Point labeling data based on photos

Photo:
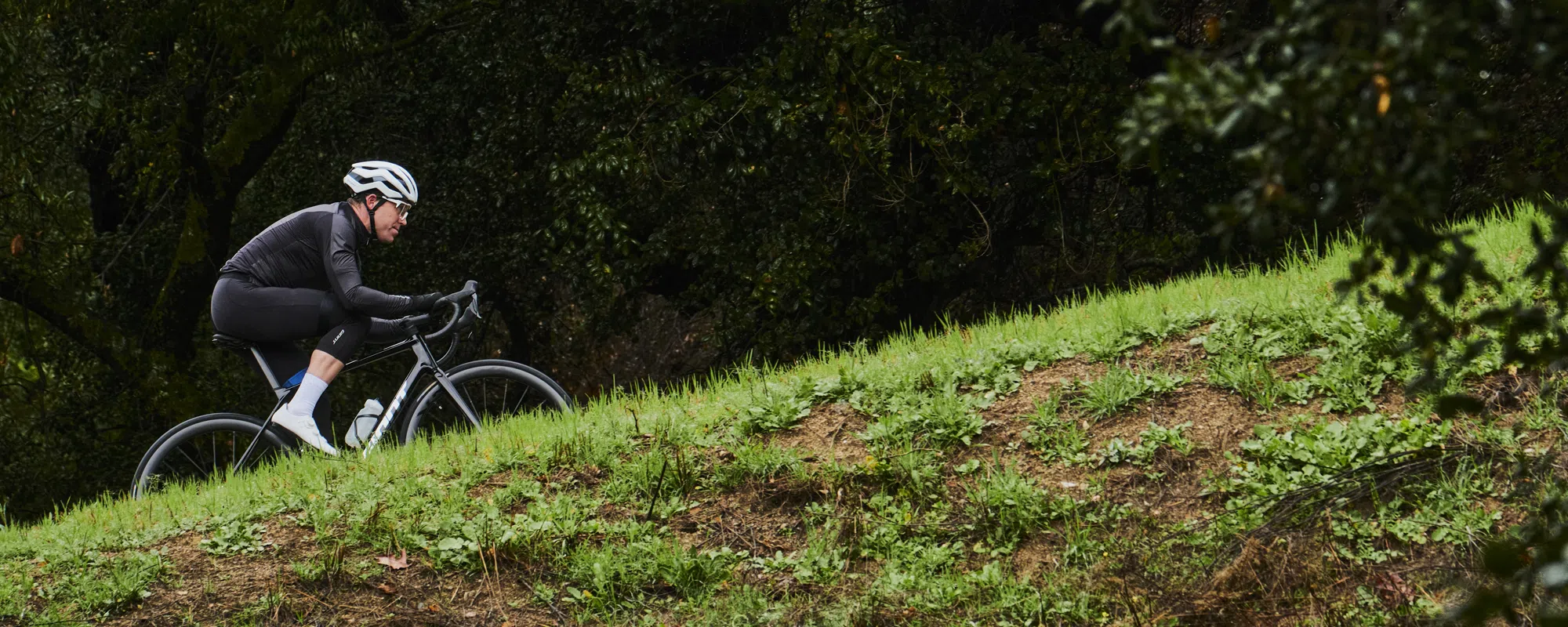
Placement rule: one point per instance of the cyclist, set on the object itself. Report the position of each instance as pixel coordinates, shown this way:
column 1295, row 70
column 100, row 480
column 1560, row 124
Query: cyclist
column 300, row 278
--
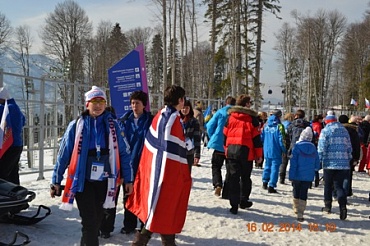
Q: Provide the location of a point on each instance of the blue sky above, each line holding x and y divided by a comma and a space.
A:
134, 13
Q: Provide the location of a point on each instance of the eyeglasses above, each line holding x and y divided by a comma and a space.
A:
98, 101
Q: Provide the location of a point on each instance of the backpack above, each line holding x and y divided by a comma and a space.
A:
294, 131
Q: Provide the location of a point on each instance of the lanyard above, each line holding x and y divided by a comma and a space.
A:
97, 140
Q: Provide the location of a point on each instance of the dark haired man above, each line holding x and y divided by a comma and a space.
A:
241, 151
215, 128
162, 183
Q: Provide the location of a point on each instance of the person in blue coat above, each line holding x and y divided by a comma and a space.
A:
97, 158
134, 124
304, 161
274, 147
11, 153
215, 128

• **Required task**: Pick out every line in the entries above that contains the string "location" with matching case, and copy each of those lines.

• **Reply to the exercise**:
Q: Provide the location of a point on each instance of the blue sky above, each line holding x and y divided by a comma and a space.
Q: Provide the location of a point on each instance of the eyeglasses above, each line holding x and y divided by a comma and a space.
Q: Provide the location of a point on each instance of the backpack above, each line holding x and y divided by a comma and a space.
Q: Provide the location of a point on each instance of the lanyard above, each line holding x and y divided by a comma and a space.
Q: Provide the location of a point on each instance of the dark haired man above, each line holding x and y divided by a comma and a space.
Q: Provide the location of a point on each instance of the person in blue coat above, each line holding x and y divided by a comma and a space.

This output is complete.